» Exercise prompt: Reproduce every item below, substituting "short form" for each occurrence of "compact form" and leaving all other text unchanged.

» Data shown:
* begin *

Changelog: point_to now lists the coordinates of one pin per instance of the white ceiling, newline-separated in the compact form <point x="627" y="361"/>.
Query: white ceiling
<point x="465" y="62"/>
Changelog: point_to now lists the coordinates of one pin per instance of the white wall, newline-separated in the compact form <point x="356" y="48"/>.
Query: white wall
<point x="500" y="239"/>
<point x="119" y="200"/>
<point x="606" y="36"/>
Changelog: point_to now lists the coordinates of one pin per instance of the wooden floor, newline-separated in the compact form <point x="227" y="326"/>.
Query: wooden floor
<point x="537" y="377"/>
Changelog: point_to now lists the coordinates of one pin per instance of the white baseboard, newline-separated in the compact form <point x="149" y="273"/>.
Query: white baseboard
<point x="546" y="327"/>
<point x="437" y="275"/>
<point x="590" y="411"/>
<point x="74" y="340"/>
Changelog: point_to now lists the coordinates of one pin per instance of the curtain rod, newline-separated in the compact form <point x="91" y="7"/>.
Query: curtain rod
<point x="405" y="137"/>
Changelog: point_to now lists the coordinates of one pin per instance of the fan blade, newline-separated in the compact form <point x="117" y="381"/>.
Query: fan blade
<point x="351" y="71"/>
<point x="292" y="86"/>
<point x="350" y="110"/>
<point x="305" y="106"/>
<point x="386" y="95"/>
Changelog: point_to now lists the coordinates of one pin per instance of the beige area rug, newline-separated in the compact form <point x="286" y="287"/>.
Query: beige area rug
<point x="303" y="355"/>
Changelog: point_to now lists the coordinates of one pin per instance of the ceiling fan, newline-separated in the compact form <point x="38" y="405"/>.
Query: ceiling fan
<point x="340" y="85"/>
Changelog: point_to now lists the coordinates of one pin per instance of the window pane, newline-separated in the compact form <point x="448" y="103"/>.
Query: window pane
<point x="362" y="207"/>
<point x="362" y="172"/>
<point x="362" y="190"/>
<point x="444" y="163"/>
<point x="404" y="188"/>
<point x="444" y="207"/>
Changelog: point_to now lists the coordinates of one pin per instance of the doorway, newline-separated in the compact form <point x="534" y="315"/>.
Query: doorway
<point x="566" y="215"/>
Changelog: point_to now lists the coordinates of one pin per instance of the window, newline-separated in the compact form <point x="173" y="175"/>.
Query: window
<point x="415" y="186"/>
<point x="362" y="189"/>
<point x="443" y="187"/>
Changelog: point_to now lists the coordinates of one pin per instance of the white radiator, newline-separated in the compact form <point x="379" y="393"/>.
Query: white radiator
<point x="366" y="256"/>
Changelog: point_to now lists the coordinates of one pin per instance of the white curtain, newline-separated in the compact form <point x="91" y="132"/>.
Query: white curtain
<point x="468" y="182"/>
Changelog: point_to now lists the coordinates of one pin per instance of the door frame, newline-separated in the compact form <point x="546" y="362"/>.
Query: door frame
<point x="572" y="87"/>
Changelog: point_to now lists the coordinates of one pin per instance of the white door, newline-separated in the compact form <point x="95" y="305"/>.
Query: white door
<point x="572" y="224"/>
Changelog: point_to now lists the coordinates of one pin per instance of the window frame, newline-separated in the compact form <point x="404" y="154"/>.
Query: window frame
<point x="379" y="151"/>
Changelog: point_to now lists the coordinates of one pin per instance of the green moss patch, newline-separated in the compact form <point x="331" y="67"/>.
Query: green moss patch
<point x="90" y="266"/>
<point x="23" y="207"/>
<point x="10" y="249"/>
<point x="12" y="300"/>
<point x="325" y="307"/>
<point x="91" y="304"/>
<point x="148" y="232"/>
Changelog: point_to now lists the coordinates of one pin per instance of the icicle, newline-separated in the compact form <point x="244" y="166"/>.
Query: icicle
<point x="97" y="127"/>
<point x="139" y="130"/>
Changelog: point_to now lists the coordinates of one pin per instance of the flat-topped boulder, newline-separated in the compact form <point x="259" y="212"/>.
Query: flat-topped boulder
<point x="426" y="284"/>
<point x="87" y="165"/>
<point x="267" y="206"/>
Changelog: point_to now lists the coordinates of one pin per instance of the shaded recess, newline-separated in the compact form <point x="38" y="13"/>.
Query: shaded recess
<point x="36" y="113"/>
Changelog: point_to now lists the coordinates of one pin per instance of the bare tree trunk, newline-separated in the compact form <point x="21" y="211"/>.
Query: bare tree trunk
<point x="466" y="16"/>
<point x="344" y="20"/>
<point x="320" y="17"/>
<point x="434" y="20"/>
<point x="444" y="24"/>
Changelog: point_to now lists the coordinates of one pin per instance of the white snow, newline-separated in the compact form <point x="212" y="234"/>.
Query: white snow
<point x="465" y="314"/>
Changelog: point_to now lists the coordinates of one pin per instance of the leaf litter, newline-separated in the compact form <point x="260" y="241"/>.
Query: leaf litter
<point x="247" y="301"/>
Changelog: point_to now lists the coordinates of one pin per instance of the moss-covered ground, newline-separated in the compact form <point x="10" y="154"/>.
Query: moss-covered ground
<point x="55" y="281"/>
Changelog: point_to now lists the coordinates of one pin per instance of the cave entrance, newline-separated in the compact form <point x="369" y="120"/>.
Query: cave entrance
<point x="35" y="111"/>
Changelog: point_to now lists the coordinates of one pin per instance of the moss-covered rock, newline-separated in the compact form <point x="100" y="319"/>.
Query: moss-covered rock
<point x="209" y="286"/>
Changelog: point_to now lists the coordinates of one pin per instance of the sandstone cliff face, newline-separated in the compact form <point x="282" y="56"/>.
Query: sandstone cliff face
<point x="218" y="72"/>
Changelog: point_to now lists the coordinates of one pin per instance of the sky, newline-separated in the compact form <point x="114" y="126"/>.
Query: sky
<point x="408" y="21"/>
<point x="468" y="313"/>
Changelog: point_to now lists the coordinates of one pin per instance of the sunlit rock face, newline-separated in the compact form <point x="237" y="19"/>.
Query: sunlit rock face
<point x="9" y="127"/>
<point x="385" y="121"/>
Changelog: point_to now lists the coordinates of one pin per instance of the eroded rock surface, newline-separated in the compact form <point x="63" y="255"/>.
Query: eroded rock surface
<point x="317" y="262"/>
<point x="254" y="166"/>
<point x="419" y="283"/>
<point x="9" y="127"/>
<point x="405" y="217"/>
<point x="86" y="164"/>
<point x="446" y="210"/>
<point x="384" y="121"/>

* end *

» Exercise result:
Changelog: point_to now lists the coordinates of one pin per instance of the white ceiling, newline-separated in the short form <point x="627" y="361"/>.
Query: white ceiling
<point x="465" y="62"/>
Changelog: point_to now lists the coordinates of one pin per instance of the white wall, newline-separated in the short form <point x="356" y="48"/>.
Query: white wall
<point x="500" y="239"/>
<point x="119" y="200"/>
<point x="606" y="36"/>
Changelog: point_to now lists the coordinates of one pin per instance of the wooden floor, newline-separated in the short form <point x="227" y="326"/>.
Query: wooden floor
<point x="537" y="377"/>
Changelog: point_to now lists the coordinates of one pin per instance of the white baseboard, newline-separated in the short form <point x="149" y="273"/>.
Query: white baseboard
<point x="546" y="327"/>
<point x="437" y="275"/>
<point x="590" y="411"/>
<point x="74" y="340"/>
Changelog: point_to now lists the coordinates of one pin per instance of the curtain rod, newline-separated in the short form <point x="91" y="7"/>.
Query: curtain rod
<point x="405" y="137"/>
Changelog: point_to now lists the coordinates of one pin per instance of the fan blade, newline-separated in the short form <point x="117" y="381"/>.
Query: fan blade
<point x="351" y="71"/>
<point x="292" y="86"/>
<point x="350" y="110"/>
<point x="305" y="106"/>
<point x="386" y="95"/>
Changelog: point_to now lists the coordinates of one pin per instance of the beige area rug, newline-separated in the short form <point x="286" y="287"/>.
Query: beige area rug
<point x="303" y="355"/>
Changelog: point_to now lists the coordinates of one pin per instance of the ceiling fan, newline-separated in the short form <point x="38" y="405"/>.
Query: ceiling fan
<point x="340" y="85"/>
Changelog: point_to now lists the coordinates of one pin per instance of the window pane, newline-separated in the short form <point x="448" y="103"/>.
Query: window pane
<point x="362" y="207"/>
<point x="362" y="172"/>
<point x="362" y="190"/>
<point x="444" y="163"/>
<point x="404" y="188"/>
<point x="444" y="207"/>
Changelog: point_to now lists the coordinates of one pin per instance of the doorway, newline-separated in the short form <point x="534" y="315"/>.
Query: doorway
<point x="566" y="215"/>
Changelog: point_to now lists the coordinates of one pin per instance of the window, newline-separated in the short form <point x="173" y="175"/>.
Query: window
<point x="415" y="186"/>
<point x="362" y="189"/>
<point x="443" y="187"/>
Changelog: point_to now lists the coordinates of one pin per instance of the white radiator, newline-separated in the short form <point x="379" y="393"/>.
Query: white radiator
<point x="366" y="256"/>
Changelog: point_to now lists the coordinates of one pin per instance of the white curtain, newline-separated in the short form <point x="91" y="132"/>.
Query: white curtain
<point x="468" y="182"/>
Changelog: point_to now lists the coordinates of one pin per instance of the door frame, newline-separated in the short form <point x="546" y="362"/>.
Query: door frame
<point x="572" y="87"/>
Changelog: point_to now lists the coordinates of one pin per instance of the white door, newline-separated in the short form <point x="95" y="305"/>.
Query: white door
<point x="572" y="224"/>
Changelog: point_to now lists the coordinates of one pin per instance of the window frame, newline-separated in the short form <point x="404" y="154"/>.
Query: window frame
<point x="379" y="151"/>
Changelog: point_to now lists the coordinates of one pin per instance of the green moss patch, newline-separated in the short form <point x="331" y="67"/>.
Query: green moss patch
<point x="90" y="266"/>
<point x="23" y="207"/>
<point x="10" y="249"/>
<point x="12" y="300"/>
<point x="325" y="307"/>
<point x="91" y="304"/>
<point x="148" y="232"/>
Changelog: point_to now lists the coordinates of one pin per instance of the icicle, newline-separated in the short form <point x="244" y="166"/>.
Query: icicle
<point x="97" y="127"/>
<point x="139" y="130"/>
Changelog: point_to now lists the coordinates of one pin per instance of the flat-topped boulder, newline-separated in the short form <point x="259" y="212"/>.
Query: flat-topped boulder
<point x="426" y="284"/>
<point x="87" y="165"/>
<point x="267" y="206"/>
Changelog: point_to now lists the coordinates of one pin per instance of the shaded recess, newline-separated in the short form <point x="38" y="13"/>.
Query: shaded recess
<point x="36" y="113"/>
Changelog: point_to now lists the coordinates of one pin per instance of the bare tree trunk, newline-separated in the short form <point x="21" y="211"/>.
Query: bare tree trunk
<point x="466" y="16"/>
<point x="344" y="20"/>
<point x="320" y="17"/>
<point x="434" y="20"/>
<point x="444" y="24"/>
Changelog: point_to now lists the coordinates of one pin per instance of the white snow, newline-separated in the short form <point x="212" y="234"/>.
Query: white snow
<point x="465" y="314"/>
Changelog: point_to now lists the coordinates of one pin per instance of the leaf litter, newline-separated in the short form <point x="260" y="241"/>.
Query: leaf litter
<point x="247" y="301"/>
Changelog: point_to now lists the coordinates of one pin per instance of the moss-covered ground, newline-separated in the short form <point x="10" y="154"/>.
Query: moss-covered ground
<point x="55" y="281"/>
Changelog: point_to now lists the coordinates of one pin per instance of the cave entrance, newline-separated in the short form <point x="369" y="120"/>.
Query: cave entrance
<point x="35" y="111"/>
Changelog: point_to now lists the coordinates of one pin per instance of the moss-covered rock, newline-separated in the short form <point x="100" y="319"/>.
Query: moss-covered rock
<point x="209" y="286"/>
Changelog: point_to now lists the coordinates of one pin per instance of the sandstone cliff face, newline-separated in the short form <point x="282" y="56"/>.
Query: sandstone cliff face
<point x="218" y="72"/>
Changelog: point_to now lists the coordinates of one pin per instance of the sky, newline-separated in the short form <point x="114" y="126"/>.
Query: sky
<point x="408" y="21"/>
<point x="468" y="313"/>
Changelog: point_to now lists the coordinates of one pin per instance of the sunlit rock face, newline-separated in the short form <point x="237" y="19"/>.
Query: sunlit rock face
<point x="9" y="127"/>
<point x="385" y="121"/>
Changelog: point_to now lists the coordinates of one pin per instance of the eroded rock surface, newline-separated in the short form <point x="63" y="255"/>.
Query: eroded rock surface
<point x="317" y="262"/>
<point x="254" y="166"/>
<point x="419" y="283"/>
<point x="9" y="127"/>
<point x="405" y="217"/>
<point x="86" y="164"/>
<point x="446" y="210"/>
<point x="384" y="121"/>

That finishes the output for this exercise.